§ TASK ITEM A
According to the Space Pen comment thread, what town is home to the Fisher Space Pen company?
§ TASK ITEM B
Continue the Space Pen comment thread from where it stops.

§ DOCUMENT SEGMENT
'''

I always loved this fact; in the middle of the cold war, with the space race being a proxy form of brinkmanship-in-place-of-combat, the space pen united both sides in a desire not to see our astronauts and cosmonauts killed because of a stupid pencil starting a fire.

I like the idea that, while the politicians played their games, the engineers were mostly interested in doing what they reasonably could to keep people safe.
posted by quin at 8:12 AM on January 18, 2013


Good enough is good enough.
posted by digsrus at 8:52 AM on January 18, 2013



My family each won a Space Pen in 1967 after being the largest group to show up to help paint a mural on a wall downtown (my Dad could always find these awesome, free things to do). There were 4 of us, so I guess they didn't have too many takers.

I too have a Space Pen in the glove box of my car. Because when you need a pen, you need to count on it having ink and being able to write.
posted by Ruthless Bunny at 12:54 PM on January 18, 2013


I got my space pen when I went to the National Air and Space museum as a astronomy/cosmology obsessed 10-year-old. I still have it. It has been one of my prized possessions for many years. Thanks for the post :)
posted by Cygnet at 1:40 PM on January 18, 2013 [2 favorites]


I grew up in Boulder City, Nevada, home of the Fisher Space Pen company. Boulder City is just a small town. At that time, in the 70's, only about 5000 people lived there, and I know several people that worked in the plant at one time or another.

'''

§ PROVIDED INFORMATION
'''

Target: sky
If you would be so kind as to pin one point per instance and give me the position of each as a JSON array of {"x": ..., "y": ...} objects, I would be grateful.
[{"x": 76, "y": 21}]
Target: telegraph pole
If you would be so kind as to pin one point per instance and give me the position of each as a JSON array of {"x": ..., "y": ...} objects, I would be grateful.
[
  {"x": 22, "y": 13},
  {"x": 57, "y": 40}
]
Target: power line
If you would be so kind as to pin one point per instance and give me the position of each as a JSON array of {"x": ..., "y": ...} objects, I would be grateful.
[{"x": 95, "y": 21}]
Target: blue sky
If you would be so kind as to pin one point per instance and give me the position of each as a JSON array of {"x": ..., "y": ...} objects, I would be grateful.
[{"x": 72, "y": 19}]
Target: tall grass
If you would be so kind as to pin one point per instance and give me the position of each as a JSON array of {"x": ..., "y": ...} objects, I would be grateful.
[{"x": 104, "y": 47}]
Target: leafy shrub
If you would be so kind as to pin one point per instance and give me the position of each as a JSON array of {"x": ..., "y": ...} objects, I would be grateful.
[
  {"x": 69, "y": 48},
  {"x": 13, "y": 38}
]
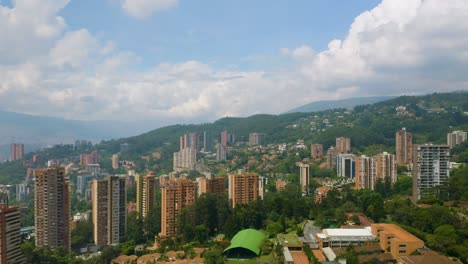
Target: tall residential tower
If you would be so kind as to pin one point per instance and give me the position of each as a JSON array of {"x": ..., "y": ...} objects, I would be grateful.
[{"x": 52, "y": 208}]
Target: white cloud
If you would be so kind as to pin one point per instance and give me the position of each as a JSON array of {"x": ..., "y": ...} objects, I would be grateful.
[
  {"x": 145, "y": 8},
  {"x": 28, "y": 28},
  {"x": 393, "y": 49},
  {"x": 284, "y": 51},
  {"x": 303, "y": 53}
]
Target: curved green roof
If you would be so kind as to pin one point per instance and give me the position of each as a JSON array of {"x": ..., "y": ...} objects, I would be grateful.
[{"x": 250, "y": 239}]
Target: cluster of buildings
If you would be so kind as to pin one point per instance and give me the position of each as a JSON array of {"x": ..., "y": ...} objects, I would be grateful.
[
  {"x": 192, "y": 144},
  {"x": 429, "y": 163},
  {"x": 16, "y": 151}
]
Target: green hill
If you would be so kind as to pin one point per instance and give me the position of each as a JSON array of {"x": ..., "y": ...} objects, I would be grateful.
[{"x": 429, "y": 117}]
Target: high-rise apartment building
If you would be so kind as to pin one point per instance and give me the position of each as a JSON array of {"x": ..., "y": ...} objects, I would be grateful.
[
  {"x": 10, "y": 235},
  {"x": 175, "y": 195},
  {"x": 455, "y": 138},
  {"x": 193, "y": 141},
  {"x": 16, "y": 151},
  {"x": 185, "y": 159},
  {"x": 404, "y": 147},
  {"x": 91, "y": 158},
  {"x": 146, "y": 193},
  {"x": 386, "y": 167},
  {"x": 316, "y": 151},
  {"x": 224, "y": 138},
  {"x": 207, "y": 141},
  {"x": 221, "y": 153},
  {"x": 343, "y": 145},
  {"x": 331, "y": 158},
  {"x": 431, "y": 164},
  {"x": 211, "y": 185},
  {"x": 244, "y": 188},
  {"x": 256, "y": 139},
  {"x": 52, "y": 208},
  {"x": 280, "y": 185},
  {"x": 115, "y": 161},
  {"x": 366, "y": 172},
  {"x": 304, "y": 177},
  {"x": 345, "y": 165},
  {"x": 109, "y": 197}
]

'''

§ TASK ANSWER A
Boulder City, Nevada.

§ TASK ANSWER B
Mr. Fisher was a semi-regular guest at the elementary school. During career day or some other pretext to have him there, he would arrive with a big box and talk about his business and the space program. At that time it was common for kids to aspire to be astronauts, and he was always a big hit. I remember him as a nice man with white hair who was very patient with all the kids asking a lot of astronaut questions and virtually no pen questions.

And every single time, at the end of his visit, he would dip into his big box and distribute space pens to every single child. I had some of them for literally decades. None of us ever became astronauts, though.
posted by nedpwolf at 5:00 PM on January 18, 2013 [7 favorites]


« Older DJ /rupture has made "8+ hours of mixes" available...  |  "When the National Football Le... Newer »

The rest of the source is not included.